Segment Start: Records to use

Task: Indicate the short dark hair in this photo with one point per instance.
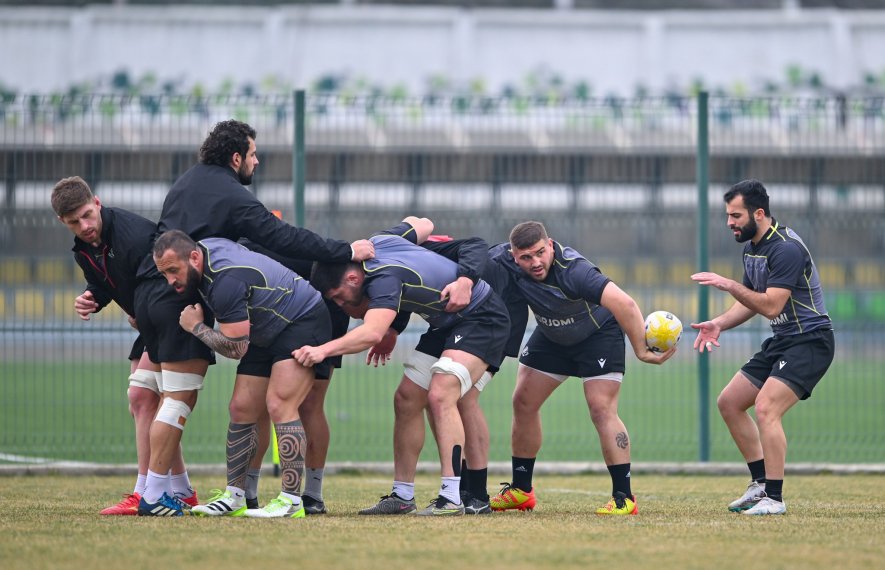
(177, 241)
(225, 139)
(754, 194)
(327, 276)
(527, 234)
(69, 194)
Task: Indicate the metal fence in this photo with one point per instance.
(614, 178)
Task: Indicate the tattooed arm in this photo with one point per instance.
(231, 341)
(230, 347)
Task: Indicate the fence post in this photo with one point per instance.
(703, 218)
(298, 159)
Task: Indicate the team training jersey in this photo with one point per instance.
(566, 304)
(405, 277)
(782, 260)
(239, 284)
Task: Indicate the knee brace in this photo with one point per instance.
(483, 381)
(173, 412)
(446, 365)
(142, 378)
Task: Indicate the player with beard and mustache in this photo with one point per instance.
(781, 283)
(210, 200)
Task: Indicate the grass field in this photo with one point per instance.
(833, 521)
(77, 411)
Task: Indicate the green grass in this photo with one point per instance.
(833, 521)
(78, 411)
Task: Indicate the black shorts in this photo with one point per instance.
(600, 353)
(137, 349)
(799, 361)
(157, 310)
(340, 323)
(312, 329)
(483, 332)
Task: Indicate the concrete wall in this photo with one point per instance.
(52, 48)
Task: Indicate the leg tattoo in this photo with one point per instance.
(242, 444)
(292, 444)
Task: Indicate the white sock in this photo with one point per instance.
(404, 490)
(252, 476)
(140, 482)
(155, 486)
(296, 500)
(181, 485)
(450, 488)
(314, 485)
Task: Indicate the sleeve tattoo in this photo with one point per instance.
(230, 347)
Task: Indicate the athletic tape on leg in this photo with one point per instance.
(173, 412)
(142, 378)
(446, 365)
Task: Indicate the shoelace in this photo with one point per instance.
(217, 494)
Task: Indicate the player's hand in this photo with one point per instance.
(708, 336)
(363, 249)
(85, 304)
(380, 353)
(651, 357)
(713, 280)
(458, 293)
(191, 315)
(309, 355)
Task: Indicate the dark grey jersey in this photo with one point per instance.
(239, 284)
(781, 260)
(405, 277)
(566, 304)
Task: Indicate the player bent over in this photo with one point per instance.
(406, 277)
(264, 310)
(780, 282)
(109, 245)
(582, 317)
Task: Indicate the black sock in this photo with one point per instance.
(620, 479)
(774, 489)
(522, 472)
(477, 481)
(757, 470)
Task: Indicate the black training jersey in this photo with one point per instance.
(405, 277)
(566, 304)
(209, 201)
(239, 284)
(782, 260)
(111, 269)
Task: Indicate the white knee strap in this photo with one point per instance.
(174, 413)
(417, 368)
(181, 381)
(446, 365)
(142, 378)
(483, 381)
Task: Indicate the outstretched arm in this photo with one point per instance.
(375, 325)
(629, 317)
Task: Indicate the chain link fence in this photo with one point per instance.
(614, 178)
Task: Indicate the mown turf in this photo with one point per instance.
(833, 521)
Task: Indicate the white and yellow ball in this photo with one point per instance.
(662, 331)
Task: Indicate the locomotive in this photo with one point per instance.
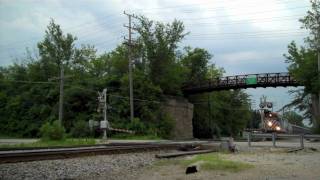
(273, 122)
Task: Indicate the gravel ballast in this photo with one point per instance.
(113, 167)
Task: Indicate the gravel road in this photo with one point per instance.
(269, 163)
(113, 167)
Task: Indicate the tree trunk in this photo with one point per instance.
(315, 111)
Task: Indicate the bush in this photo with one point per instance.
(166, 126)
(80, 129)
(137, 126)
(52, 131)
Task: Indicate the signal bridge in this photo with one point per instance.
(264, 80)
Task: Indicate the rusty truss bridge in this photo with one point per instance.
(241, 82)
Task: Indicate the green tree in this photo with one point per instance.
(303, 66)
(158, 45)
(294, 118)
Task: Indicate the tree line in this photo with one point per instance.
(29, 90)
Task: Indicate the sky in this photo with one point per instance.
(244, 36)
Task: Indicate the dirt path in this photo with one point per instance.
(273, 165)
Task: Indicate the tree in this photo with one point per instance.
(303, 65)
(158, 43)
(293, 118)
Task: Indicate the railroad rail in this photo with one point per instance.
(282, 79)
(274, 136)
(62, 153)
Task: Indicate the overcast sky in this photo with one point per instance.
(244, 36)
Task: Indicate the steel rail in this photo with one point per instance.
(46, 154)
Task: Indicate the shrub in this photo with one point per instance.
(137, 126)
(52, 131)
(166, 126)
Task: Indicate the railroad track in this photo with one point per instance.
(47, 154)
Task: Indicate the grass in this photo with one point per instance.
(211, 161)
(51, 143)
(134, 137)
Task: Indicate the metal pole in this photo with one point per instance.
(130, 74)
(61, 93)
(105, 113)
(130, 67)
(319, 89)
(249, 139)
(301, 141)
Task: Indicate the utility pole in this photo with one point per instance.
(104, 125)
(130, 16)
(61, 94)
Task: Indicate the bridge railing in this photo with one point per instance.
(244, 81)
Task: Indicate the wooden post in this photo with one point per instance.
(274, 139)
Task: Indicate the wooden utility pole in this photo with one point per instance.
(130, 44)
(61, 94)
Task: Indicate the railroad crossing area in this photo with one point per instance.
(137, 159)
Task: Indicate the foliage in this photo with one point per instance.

Segment End: Records to use

About this task
Transcribe the records above exactly as they appear, leaving out any pictures.

Finished task
Task: Indicate the short dark hair in this photo with one point per instance.
(177, 241)
(225, 139)
(754, 194)
(327, 276)
(527, 234)
(69, 194)
Task: Indicate the metal fence in this photo with one point per instance.
(614, 178)
Task: Indicate the tattooed arm in this photo with one point per instance.
(231, 341)
(230, 347)
Task: Indicate the fence post in this photo with one point per instance.
(703, 218)
(298, 159)
Task: Indicate the team training jersey in this photo with one point per instance.
(566, 304)
(405, 277)
(782, 260)
(239, 284)
Task: Indicate the knee brace in this photo with one point per instance.
(483, 381)
(173, 412)
(446, 365)
(142, 378)
Task: Indicate the player with beard and mustache in this photo with one point per instance.
(781, 283)
(210, 200)
Task: Indicate the grass field in this photo with one point per instance.
(833, 521)
(77, 411)
Task: Indicate the green grass in this photo with one point per instance.
(833, 521)
(78, 411)
Task: Indicate the black shorts in this photo with one point per instance.
(600, 353)
(137, 349)
(799, 361)
(157, 310)
(340, 323)
(312, 329)
(483, 332)
Task: Indicate the concrete wall in this photo with one point per instance.
(52, 48)
Task: Indicate the leg tattoo in this photo with one point per instance.
(242, 444)
(292, 444)
Task: Indicate the white sock in this photo with one point per instance.
(404, 490)
(252, 476)
(140, 482)
(155, 486)
(296, 500)
(181, 485)
(450, 488)
(314, 485)
Task: Indicate the sleeve tattoo in this photo with one point per instance.
(230, 347)
Task: Indicate the athletic tape on leg in this photo with one point per instance.
(173, 412)
(142, 378)
(446, 365)
Task: Indicate the shoelace in this photo with one point per instance.
(217, 494)
Task: Indicate the player's hand in this photo with one point per instance.
(708, 336)
(363, 249)
(85, 304)
(380, 353)
(651, 357)
(713, 280)
(458, 293)
(191, 315)
(309, 355)
Task: Indicate the dark grey jersey in this photo with one point per instance.
(239, 284)
(781, 260)
(405, 277)
(566, 304)
Task: Indicate the player bent over in this photo with one point per instance.
(406, 277)
(264, 310)
(780, 282)
(109, 245)
(582, 317)
Task: Indicate the black sock in this photo with one point per instance.
(620, 479)
(774, 489)
(522, 472)
(477, 481)
(757, 470)
Task: Indicate the black training jersey in this photo with one point per instance.
(405, 277)
(566, 304)
(209, 201)
(239, 284)
(782, 260)
(111, 269)
Task: Indicate the white knee strap in this photo with one point per instance.
(174, 413)
(417, 368)
(181, 381)
(446, 365)
(142, 378)
(483, 381)
Task: Indicate the outstretched arm in this photo with one point per instance.
(375, 325)
(629, 317)
Task: Indicate the chain link fence in this photo with one point per instance.
(614, 178)
Task: Indicate the mown turf in this photo with one point per instance.
(833, 521)
Task: Indicate the white and yellow ball in this photo with one point per instance.
(662, 331)
Task: Indicate the locomotive in this photo with one point per instance.
(273, 122)
Task: Indicate the gravel ballast in this photo with one point per instance.
(113, 167)
Task: Indicate the gravel road in this photo with one point per instance.
(269, 163)
(113, 167)
Task: Indicate the tree trunk in this photo with one point per instance.
(315, 111)
Task: Indicate the bush in this photo with one point per instance.
(166, 126)
(80, 129)
(137, 126)
(52, 131)
Task: Indicate the signal bridge in this photo with one point per instance.
(264, 80)
Task: Indicate the rusty truss bridge in this photo with one point per instance.
(241, 82)
Task: Indicate the green tree in this photo with one point per instance.
(303, 66)
(158, 45)
(294, 118)
Task: Indicate the tree line in this photo with one point per instance.
(29, 90)
Task: Indicate the sky in this photo with one point per instance.
(244, 36)
Task: Indicate the dirt path in this photo with one point per instance.
(273, 165)
Task: Indicate the tree in this photo with one point per instance.
(303, 65)
(158, 43)
(293, 118)
Task: Indicate the railroad rail in this photo with one point per instance.
(282, 79)
(274, 136)
(62, 153)
Task: Indicate the overcast sky in this photo with one point per instance.
(244, 36)
Task: Indicate the steel rail in this photo with one point per instance.
(46, 154)
Task: Indicate the shrub in this photo with one point per instance.
(137, 126)
(52, 131)
(166, 126)
Task: Indicate the railroad track in this photo with one point per instance.
(47, 154)
Task: Indicate the grass in this photo with one point per instance.
(211, 161)
(51, 143)
(134, 137)
Task: Indicate the metal pole in this photo with one point per instance.
(130, 74)
(61, 93)
(105, 113)
(130, 67)
(319, 89)
(249, 139)
(301, 141)
Task: Indicate the utility pole in this photo with one point per instance.
(104, 125)
(130, 16)
(61, 94)
Task: Indicate the bridge railing in this photo with one point per instance.
(244, 81)
Task: Indicate the wooden post in this photo with one point per instance.
(274, 139)
Task: Indicate the wooden utility pole in this photo with one point per instance.
(130, 44)
(61, 94)
Task: Indicate the railroad crossing area in this photo with one point per instance.
(137, 159)
Task: Indicate the foliage in this photo with one point per instance.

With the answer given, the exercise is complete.